EXERCISE PROMPT | Retype, word for word, each line between the lines holding "Target: long sleeve of onesie" and "Target: white onesie", inclusive, and leave the rest of the data alone.

DATA |
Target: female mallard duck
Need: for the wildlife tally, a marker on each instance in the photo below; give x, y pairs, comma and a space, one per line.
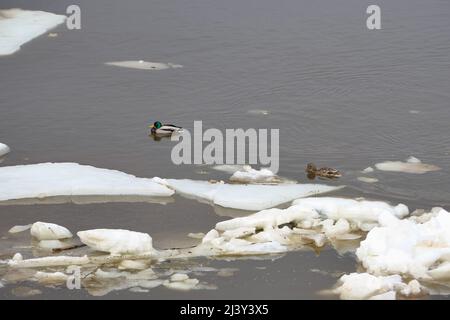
312, 172
164, 129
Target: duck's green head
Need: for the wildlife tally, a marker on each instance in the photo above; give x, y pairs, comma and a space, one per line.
156, 125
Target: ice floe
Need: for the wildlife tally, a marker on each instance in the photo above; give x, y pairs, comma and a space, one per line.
368, 170
143, 65
246, 197
408, 248
4, 149
19, 26
308, 220
367, 179
416, 248
49, 231
363, 286
411, 165
117, 241
51, 261
17, 229
249, 175
58, 179
181, 281
364, 214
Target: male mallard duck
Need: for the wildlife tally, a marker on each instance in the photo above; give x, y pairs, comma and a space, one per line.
312, 171
164, 129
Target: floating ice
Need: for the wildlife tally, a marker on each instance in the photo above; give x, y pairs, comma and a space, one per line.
51, 261
249, 175
117, 241
359, 286
363, 213
180, 281
17, 229
367, 179
412, 165
308, 220
49, 231
143, 65
405, 247
4, 149
368, 170
19, 26
57, 179
246, 197
229, 168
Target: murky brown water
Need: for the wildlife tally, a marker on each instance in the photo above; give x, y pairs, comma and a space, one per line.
340, 94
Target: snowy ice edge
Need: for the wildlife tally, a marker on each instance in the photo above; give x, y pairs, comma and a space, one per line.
18, 27
416, 242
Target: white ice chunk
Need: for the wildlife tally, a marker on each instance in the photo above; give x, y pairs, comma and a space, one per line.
367, 179
368, 170
360, 286
412, 165
48, 262
4, 149
17, 257
59, 179
19, 26
143, 65
229, 168
246, 197
249, 175
408, 248
17, 229
117, 241
49, 231
357, 211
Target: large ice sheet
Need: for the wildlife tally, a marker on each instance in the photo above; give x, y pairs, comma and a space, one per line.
408, 247
19, 26
246, 197
117, 241
411, 165
58, 179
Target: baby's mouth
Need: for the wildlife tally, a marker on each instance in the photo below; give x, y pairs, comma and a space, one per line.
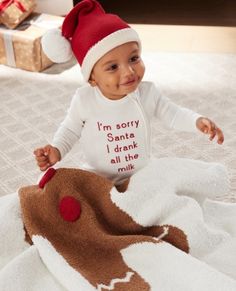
129, 82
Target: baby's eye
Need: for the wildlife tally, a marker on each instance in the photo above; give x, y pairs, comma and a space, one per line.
134, 59
112, 67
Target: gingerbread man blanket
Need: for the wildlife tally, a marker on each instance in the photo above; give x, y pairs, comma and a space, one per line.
76, 231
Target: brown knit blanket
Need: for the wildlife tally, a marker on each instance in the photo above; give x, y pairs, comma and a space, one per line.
75, 231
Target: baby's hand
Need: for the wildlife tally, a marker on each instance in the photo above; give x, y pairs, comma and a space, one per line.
207, 126
47, 156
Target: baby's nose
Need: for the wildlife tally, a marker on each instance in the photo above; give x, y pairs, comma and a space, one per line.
128, 70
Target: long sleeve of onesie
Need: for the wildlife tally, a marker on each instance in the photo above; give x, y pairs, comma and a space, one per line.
70, 129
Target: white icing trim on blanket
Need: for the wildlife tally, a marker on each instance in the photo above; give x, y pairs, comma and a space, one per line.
114, 281
165, 232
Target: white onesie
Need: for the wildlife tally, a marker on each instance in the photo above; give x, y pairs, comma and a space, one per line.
115, 134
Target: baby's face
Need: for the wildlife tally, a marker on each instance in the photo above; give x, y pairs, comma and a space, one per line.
119, 72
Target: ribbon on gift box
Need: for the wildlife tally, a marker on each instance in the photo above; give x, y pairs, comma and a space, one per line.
5, 3
39, 21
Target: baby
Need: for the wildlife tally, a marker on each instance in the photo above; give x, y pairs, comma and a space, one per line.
111, 113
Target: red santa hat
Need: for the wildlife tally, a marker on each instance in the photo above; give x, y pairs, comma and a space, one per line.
90, 33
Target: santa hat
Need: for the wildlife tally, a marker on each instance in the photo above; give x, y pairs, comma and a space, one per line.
90, 33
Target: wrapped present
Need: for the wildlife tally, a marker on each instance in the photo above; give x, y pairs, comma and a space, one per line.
21, 47
13, 12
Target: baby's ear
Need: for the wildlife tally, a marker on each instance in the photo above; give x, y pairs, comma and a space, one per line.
92, 81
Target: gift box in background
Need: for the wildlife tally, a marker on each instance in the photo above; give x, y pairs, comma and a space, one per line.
13, 12
21, 47
55, 7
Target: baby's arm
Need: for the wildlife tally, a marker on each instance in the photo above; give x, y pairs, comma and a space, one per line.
47, 156
207, 126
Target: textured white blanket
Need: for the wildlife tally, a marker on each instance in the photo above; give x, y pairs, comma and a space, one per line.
169, 191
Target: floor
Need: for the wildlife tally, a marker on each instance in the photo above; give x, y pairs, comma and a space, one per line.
194, 65
174, 12
33, 105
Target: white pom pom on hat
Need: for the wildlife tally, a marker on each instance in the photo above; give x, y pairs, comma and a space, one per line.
89, 33
56, 47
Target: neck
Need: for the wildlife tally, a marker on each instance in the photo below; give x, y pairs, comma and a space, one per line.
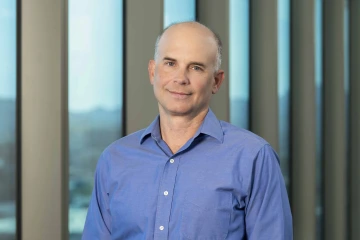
177, 130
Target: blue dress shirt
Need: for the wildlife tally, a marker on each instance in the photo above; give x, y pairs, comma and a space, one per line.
224, 183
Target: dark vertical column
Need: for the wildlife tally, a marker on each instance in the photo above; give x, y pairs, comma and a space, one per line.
334, 121
263, 70
354, 8
303, 119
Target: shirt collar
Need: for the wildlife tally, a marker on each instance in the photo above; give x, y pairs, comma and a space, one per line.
211, 126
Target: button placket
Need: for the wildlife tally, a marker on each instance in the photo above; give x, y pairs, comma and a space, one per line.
165, 199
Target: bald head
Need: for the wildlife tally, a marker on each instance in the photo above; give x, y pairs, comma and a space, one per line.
193, 27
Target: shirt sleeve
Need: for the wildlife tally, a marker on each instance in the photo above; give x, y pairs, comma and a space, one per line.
267, 210
98, 219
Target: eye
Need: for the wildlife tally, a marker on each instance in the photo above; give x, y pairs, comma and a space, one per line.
197, 68
170, 64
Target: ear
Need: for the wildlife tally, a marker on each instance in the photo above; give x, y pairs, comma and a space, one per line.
218, 79
151, 70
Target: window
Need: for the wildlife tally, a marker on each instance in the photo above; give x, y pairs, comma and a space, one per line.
284, 86
239, 62
95, 95
8, 119
178, 11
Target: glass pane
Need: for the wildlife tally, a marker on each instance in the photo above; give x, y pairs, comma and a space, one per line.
7, 119
178, 11
319, 106
95, 95
284, 86
239, 62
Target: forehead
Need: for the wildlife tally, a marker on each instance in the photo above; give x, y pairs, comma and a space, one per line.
188, 41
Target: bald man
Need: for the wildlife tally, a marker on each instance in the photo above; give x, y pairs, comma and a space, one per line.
188, 175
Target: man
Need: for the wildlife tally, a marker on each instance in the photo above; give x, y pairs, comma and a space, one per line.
188, 175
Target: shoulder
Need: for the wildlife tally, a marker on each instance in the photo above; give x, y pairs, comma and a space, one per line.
242, 139
122, 145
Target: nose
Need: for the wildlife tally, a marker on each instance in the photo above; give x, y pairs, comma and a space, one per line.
182, 76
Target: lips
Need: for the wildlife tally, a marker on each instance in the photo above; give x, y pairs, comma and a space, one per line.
179, 95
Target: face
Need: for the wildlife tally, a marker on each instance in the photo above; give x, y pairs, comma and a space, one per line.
183, 75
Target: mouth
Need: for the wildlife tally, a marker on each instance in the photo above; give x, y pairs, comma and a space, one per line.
180, 95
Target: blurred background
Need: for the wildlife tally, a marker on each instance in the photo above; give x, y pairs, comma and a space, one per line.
73, 79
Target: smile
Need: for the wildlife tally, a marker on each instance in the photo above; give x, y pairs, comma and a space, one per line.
179, 95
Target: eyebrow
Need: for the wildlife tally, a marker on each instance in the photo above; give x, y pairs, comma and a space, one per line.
191, 63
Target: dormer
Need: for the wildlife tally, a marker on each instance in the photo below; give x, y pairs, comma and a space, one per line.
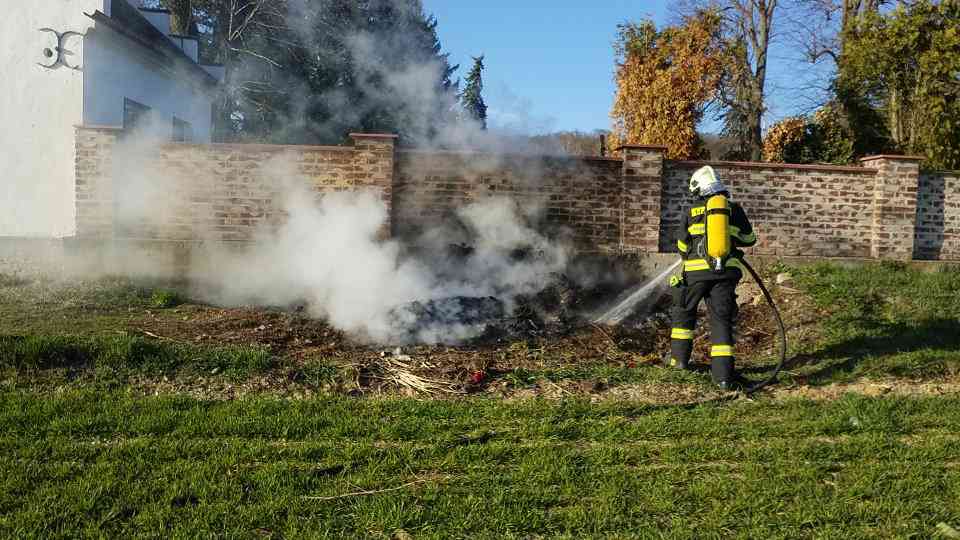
189, 45
158, 17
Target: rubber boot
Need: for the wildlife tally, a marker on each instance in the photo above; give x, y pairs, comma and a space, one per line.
721, 368
676, 363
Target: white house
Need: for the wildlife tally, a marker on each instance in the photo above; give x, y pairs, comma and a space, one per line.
67, 63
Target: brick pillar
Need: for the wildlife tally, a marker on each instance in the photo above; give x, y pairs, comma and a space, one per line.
93, 170
894, 205
374, 168
640, 198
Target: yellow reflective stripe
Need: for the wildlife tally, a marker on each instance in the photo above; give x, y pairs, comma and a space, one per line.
721, 350
681, 333
694, 265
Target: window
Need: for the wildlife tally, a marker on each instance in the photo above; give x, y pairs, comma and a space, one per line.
182, 131
135, 115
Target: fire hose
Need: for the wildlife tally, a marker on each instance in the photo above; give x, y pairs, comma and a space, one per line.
757, 386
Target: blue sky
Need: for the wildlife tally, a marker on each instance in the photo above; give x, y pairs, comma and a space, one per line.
550, 62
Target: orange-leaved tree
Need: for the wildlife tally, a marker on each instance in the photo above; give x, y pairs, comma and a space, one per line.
665, 81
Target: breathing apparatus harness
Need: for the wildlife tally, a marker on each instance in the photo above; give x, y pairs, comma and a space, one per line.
716, 247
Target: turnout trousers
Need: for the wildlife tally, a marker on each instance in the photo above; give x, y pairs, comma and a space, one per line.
721, 298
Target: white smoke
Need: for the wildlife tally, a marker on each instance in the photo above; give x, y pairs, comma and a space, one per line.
331, 255
330, 252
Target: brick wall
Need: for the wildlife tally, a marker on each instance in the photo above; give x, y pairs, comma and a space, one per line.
938, 216
796, 210
883, 209
581, 195
94, 181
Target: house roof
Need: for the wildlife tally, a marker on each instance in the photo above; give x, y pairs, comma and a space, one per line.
127, 21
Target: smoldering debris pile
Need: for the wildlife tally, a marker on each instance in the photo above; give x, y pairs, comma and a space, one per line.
560, 306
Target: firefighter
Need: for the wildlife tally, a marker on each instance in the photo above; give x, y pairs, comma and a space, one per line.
712, 230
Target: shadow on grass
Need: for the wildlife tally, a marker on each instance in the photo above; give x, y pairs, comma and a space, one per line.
928, 348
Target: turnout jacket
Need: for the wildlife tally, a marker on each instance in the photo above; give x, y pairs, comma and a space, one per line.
691, 240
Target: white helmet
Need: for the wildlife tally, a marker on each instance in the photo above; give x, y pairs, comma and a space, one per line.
705, 183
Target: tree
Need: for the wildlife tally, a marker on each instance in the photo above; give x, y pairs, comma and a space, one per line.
571, 143
665, 81
904, 65
822, 138
748, 30
311, 71
471, 98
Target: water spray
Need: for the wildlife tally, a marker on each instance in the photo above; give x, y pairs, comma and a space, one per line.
634, 297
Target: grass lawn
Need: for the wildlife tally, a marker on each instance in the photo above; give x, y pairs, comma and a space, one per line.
108, 464
89, 452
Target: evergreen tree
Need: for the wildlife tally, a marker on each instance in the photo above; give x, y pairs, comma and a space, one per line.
471, 99
311, 71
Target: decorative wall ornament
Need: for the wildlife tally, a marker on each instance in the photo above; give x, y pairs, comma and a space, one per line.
59, 54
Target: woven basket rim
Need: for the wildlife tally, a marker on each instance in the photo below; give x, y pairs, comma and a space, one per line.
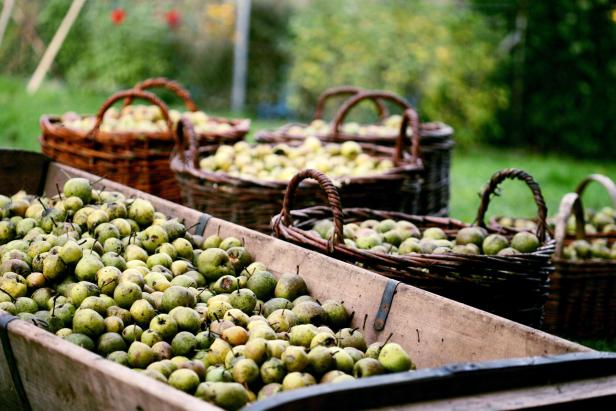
443, 132
52, 124
178, 166
420, 260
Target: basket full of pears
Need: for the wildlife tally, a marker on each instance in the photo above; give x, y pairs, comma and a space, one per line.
583, 287
132, 145
477, 265
435, 138
245, 183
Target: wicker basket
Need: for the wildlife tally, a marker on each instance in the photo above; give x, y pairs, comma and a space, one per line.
436, 144
238, 127
139, 160
582, 301
514, 286
252, 202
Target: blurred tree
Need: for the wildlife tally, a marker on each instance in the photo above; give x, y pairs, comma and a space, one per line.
440, 55
563, 74
115, 44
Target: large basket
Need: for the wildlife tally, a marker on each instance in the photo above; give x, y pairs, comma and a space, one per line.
513, 286
252, 202
582, 300
137, 159
435, 141
238, 128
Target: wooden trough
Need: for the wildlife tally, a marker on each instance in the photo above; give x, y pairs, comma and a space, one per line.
40, 371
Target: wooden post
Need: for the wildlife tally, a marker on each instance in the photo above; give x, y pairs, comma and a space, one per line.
7, 8
54, 46
240, 55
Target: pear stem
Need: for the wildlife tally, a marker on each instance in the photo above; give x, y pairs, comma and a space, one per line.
9, 294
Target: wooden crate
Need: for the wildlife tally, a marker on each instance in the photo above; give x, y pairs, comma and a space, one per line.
434, 330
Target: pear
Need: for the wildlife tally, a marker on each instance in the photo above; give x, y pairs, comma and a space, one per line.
184, 379
184, 343
367, 367
214, 263
272, 370
470, 235
290, 286
494, 243
294, 380
88, 322
227, 395
525, 242
295, 358
245, 371
78, 187
393, 358
110, 342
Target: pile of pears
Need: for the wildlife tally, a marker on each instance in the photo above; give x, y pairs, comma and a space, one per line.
282, 162
390, 127
144, 118
116, 277
403, 237
597, 249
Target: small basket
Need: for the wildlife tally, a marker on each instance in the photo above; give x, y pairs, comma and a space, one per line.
435, 141
252, 202
511, 286
238, 127
137, 159
582, 301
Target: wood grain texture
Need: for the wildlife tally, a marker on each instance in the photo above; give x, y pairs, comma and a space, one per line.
522, 398
434, 330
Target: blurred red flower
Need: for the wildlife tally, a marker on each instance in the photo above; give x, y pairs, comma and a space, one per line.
117, 16
173, 18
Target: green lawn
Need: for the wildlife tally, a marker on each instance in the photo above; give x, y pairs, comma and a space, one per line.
472, 168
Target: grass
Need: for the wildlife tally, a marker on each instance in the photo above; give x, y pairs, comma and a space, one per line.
471, 168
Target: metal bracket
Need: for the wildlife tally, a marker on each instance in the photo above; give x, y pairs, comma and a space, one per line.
5, 320
385, 305
203, 220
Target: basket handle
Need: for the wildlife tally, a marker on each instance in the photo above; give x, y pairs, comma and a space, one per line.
186, 139
171, 85
571, 203
605, 181
333, 198
343, 91
132, 94
409, 112
515, 173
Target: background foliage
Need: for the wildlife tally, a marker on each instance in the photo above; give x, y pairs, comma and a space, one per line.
438, 54
562, 75
546, 84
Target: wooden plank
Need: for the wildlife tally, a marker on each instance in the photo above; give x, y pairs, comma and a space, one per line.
435, 330
61, 376
522, 398
9, 398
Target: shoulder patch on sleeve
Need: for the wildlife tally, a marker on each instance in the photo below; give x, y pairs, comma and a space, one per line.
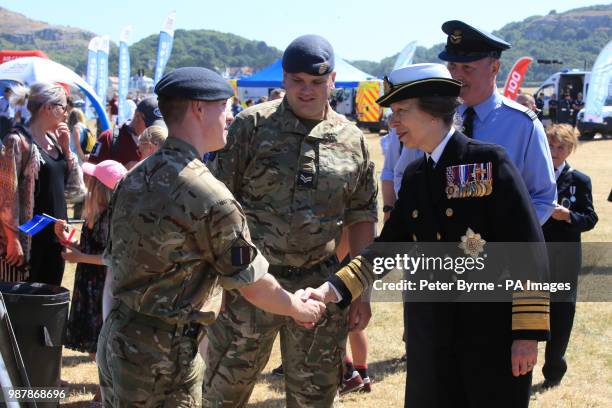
241, 255
517, 106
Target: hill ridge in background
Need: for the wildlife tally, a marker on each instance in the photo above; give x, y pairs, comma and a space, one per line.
575, 37
68, 46
586, 29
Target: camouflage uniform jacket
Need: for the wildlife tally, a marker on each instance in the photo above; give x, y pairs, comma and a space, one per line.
298, 188
176, 237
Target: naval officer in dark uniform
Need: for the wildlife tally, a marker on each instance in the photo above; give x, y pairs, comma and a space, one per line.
573, 215
461, 190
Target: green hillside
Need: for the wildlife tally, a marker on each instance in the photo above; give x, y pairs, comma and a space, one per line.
575, 37
68, 46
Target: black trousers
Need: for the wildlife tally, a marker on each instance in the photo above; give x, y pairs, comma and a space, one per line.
451, 365
561, 323
46, 262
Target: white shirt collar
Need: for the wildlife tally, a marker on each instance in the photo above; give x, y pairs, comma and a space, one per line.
437, 152
559, 170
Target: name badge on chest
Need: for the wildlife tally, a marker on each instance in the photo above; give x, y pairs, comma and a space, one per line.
307, 171
469, 180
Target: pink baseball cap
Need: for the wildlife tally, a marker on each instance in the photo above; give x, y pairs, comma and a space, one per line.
109, 172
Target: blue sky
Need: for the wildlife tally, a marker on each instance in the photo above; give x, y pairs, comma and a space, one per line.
358, 29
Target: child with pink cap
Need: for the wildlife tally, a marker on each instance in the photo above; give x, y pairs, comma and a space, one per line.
85, 320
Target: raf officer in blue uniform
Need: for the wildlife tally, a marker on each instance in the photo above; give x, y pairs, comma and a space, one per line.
473, 58
459, 354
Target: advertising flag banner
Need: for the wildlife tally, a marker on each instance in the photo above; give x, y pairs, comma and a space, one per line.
102, 75
92, 71
124, 74
164, 47
516, 77
405, 57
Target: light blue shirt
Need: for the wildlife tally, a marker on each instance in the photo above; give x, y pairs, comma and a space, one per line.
396, 159
502, 121
437, 152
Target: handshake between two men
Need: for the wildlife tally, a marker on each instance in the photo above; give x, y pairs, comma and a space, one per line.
306, 307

WRITTEN SOLUTION |
Target: long sleeve of onesie
Need: for the wildlife tally, a marker on each instance in the photo above; give x, y pairs, comma and a space, one per line.
70, 129
Target: white icing trim on blanket
Need: for the wildlife tally, a marker on each instance in the photo above; give x, y pairs, comma and a space, one per line.
114, 281
165, 232
Target: white onesie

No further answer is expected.